## Text segment

This was a shock to the system, but not exactly a huge surprise. It was widely understood that Nigel Farage’s Reform UK party — a shambolic right-wing populist movement with Trumpian overtones that barely existed five years ago — would score big wins this year, at the expense of both Labour and the center-right Conservatives (better known as the Tories). That’s certainly what happened, and Reform will end up as the largest party in local government by far, after winning roughly 1,400 seats. But it’s not the only thing that happened.

The Tories lost nearly as badly as Labour did, while the centrist Liberal Democrats continued their relentlessly boring climb and will now hold the third-largest seat total in local government. Arguably this election’s most surprising turn of events — and perhaps the most hopeful, depending on your point of view — was the sudden emergence of the Green Party as a potentially viable left-wing alternative. After a gain of 376 seats, nearly all of them at Labour’s expense, the Greens are players on the U.K.’s political map for the first time. Their role in the larger political ecosystem, furthermore, strongly resembles that of the Bernie/AOC faction within the Democratic Party.

You could even argue that Reform didn’t do quite as well is it hoped to, since the insurgent far-right party’s vote share was down slightly from last year’s local elections. (Only the Greens and the Tories saw their shares of the national vote total increase — in the latter case, recovering slightly from an all-time low.) In short, this election was a massive mess of mixed signals, but one that shattered Britain’s two-party political system, probably for good, and raised a series of unanswerable questions about the future of liberal democracy, not just in the U.K. but everywhere. In the same week when fans of centrist, consensus-based political normalcy celebrated the inauguration of Péter Magyar in Hungary, following his decisive victory over Viktor Orbán, embittered voters in the world’s most venerable democracy chucked all semblance of normalcy overboard.

Another reason this outcome was no surprise is because Starmer’s brief tenure at 10 Downing Street has been an unmitigated disaster by almost any standard. He is often compared to Joe Biden, in the sense that he’s a well-intentioned transitional figure battling the onrushing tide at the edge of a political abyss. But in many ways the comparison is unfair — to Biden, that is, whose administration accomplished a great deal in a short time despite its abysmal communications skills. I’m not sure Starmer’s closest advisers, or his wife, could tell you what his core principles are or why they’ve led to so much indecision, muddled or mismanaged policy and low-grade scandal.

In the same week when fans of centrist liberal democracy celebrated the inauguration of Péter Magyar in Hungary, angry voters in the world’s most venerable democracy chucked all semblance of normalcy overboard.

There are lessons for American politics in what just happened across the pond, I suspect, even beyond the unfortunate resemblance between Labour and the Democrats as diverse center-left parties that can’t figure out whom they represent or what they stand for. But it might take some time to decode them. While the circumstances are quite different in the two nation-states that most enjoy lecturing others about democracy, and the long-running parallel between them has gotten slightly out of sync, both are undeniably in crisis: Is Britain now experiencing its MAGA comeback several years late, or experiencing the final implosion of liberal democracy a few years early? Time will tell.

In both countries, the fundamentally undemocratic or anti-democratic nature of the political system has been exposed, with increasingly dire consequences. America has relentless gerrymandering and the Electoral College; Britain has “first past the post” elections that deliberately distort outcomes to create imaginary majorities. (Consider the astonishing fact that in 2024 Labour won nearly two-thirds of the seats in Parliament on just over one-third of the national vote.)

## Brief 1
Echo the rows below verbatim, everything from their first line down to the line containing "box: [173, 24, 367, 350]", with both of those lines included.

## Records for the exercise
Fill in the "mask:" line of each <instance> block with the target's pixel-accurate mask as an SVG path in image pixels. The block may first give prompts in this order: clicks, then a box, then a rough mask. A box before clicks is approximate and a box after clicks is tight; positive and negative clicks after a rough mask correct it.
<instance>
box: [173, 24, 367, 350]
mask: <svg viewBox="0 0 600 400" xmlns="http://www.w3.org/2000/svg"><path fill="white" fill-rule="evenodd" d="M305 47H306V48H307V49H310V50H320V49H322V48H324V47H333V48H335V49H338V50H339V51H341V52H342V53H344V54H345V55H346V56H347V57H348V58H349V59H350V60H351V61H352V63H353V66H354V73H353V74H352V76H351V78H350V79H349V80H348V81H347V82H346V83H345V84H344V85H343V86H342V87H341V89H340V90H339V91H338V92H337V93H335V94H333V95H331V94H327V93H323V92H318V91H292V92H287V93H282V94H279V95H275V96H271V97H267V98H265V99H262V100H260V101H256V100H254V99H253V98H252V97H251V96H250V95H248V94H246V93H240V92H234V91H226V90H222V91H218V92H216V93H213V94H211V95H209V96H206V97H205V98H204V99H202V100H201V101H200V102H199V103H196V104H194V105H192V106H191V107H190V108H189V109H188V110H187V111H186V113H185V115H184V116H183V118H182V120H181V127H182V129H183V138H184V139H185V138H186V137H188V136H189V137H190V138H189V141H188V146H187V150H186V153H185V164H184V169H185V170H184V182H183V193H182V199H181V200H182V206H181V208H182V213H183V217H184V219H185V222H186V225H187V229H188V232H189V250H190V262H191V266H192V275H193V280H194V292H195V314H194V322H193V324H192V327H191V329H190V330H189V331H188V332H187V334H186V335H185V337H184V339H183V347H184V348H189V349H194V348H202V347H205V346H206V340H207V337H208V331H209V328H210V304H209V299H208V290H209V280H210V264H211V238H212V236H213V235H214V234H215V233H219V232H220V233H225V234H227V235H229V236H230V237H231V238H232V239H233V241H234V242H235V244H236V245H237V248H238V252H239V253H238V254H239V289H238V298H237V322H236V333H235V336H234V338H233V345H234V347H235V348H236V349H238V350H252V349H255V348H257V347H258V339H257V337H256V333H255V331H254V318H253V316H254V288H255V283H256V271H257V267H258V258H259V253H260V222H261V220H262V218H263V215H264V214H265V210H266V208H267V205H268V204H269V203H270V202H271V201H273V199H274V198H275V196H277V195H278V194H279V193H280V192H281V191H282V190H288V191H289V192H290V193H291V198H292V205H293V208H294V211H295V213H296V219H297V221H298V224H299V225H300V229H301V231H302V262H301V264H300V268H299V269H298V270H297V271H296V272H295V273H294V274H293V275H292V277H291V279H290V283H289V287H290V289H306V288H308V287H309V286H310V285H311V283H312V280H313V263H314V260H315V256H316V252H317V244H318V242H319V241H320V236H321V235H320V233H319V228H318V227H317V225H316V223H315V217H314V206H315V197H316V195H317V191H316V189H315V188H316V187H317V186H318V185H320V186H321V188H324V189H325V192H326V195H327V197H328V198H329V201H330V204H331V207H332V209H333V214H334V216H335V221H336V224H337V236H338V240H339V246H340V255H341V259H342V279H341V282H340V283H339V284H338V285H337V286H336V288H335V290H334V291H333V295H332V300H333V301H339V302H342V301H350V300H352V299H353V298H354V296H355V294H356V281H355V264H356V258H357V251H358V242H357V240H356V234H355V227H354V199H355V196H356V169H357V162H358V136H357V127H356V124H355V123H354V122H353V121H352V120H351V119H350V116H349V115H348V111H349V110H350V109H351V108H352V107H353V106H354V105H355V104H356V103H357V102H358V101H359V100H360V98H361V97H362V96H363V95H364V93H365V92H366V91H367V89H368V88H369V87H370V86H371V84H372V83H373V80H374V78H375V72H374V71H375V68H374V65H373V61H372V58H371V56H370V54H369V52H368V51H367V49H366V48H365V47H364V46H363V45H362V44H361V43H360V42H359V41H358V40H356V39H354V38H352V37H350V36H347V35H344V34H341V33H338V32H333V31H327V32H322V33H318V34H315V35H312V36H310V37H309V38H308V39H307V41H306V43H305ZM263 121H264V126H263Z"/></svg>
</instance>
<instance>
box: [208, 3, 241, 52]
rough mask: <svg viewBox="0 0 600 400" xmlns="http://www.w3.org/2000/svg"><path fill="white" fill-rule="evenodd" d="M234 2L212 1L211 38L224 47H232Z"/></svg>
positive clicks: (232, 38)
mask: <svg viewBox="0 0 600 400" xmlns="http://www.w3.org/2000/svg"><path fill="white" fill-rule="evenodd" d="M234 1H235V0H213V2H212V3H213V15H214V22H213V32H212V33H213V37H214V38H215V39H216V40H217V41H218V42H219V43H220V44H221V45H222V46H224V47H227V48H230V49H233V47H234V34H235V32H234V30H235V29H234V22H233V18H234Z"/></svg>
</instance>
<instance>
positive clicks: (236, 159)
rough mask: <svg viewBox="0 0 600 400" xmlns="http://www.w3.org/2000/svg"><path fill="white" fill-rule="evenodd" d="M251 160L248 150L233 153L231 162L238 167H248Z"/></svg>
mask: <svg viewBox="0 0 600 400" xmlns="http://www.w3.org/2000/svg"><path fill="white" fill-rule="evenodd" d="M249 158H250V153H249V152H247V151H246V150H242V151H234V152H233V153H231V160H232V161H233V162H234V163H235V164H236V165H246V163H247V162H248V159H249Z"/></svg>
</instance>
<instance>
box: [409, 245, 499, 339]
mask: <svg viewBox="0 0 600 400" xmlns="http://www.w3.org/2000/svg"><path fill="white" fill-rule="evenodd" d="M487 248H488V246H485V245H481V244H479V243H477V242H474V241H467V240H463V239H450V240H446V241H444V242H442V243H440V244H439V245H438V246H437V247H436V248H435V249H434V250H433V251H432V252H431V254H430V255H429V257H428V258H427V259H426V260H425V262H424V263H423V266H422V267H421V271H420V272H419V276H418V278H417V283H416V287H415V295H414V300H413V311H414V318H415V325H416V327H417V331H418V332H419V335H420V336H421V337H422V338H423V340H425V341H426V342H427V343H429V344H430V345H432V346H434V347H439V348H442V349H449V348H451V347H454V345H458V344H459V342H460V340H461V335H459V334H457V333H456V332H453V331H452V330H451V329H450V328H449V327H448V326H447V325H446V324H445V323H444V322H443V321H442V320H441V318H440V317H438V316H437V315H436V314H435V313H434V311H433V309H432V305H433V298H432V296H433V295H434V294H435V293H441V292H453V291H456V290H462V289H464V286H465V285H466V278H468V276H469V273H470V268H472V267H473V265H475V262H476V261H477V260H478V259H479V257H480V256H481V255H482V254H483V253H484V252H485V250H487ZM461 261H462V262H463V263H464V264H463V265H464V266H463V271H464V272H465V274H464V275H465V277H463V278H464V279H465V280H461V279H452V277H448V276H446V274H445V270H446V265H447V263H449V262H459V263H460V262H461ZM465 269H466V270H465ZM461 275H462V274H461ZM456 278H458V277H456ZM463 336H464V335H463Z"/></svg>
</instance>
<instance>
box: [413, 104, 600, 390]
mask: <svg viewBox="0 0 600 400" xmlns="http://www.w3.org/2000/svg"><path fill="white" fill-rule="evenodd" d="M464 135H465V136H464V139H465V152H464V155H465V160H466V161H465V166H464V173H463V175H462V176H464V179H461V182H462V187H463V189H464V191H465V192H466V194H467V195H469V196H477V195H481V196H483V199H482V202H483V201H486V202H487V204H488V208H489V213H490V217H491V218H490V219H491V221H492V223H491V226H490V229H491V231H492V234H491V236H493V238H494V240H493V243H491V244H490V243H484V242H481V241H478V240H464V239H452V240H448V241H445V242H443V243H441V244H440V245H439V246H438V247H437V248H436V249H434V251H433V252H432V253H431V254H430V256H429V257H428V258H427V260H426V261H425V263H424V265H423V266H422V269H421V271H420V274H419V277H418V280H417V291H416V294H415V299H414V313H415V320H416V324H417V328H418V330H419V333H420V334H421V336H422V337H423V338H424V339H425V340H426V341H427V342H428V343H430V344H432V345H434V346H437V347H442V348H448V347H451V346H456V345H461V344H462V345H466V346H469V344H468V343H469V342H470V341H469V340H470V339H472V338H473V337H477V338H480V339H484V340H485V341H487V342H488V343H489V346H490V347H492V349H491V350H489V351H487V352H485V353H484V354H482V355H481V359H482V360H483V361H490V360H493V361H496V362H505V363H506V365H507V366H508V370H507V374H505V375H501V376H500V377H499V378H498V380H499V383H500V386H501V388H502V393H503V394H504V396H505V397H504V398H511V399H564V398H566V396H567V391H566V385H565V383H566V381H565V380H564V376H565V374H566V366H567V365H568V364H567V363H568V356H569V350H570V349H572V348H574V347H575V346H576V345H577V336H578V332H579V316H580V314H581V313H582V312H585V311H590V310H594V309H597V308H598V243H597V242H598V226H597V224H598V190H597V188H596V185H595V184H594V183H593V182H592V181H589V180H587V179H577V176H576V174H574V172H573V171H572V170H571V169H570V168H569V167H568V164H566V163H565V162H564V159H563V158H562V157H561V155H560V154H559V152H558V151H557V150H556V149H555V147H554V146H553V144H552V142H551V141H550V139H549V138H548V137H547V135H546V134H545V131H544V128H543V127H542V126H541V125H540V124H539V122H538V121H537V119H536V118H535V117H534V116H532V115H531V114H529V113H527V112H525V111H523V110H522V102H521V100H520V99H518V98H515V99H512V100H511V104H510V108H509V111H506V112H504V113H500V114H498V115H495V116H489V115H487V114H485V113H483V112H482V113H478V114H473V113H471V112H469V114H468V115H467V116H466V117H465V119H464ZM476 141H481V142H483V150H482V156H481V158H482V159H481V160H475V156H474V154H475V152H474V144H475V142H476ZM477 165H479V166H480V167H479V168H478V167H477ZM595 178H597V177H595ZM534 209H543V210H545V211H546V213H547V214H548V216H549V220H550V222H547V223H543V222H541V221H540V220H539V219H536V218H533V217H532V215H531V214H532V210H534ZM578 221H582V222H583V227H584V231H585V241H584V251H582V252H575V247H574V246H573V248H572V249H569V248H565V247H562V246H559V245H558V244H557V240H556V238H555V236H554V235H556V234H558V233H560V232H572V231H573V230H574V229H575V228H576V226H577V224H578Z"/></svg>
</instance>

## Brief 2
In the article on Britain's local elections, duplicate everything from "The Tories lost" down to "the Democratic Party." word for word.

## Answer 1
Fill in the "mask:" line of each <instance> block with the target's pixel-accurate mask as an SVG path in image pixels. The block may first give prompts in this order: clicks, then a box, then a rough mask. A box before clicks is approximate and a box after clicks is tight; positive and negative clicks after a rough mask correct it.
<instance>
box: [173, 24, 367, 350]

## Answer 2
The Tories lost nearly as badly as Labour did, while the centrist Liberal Democrats continued their relentlessly boring climb and will now hold the third-largest seat total in local government. Arguably this election’s most surprising turn of events — and perhaps the most hopeful, depending on your point of view — was the sudden emergence of the Green Party as a potentially viable left-wing alternative. After a gain of 376 seats, nearly all of them at Labour’s expense, the Greens are players on the U.K.’s political map for the first time. Their role in the larger political ecosystem, furthermore, strongly resembles that of the Bernie/AOC faction within the Democratic Party.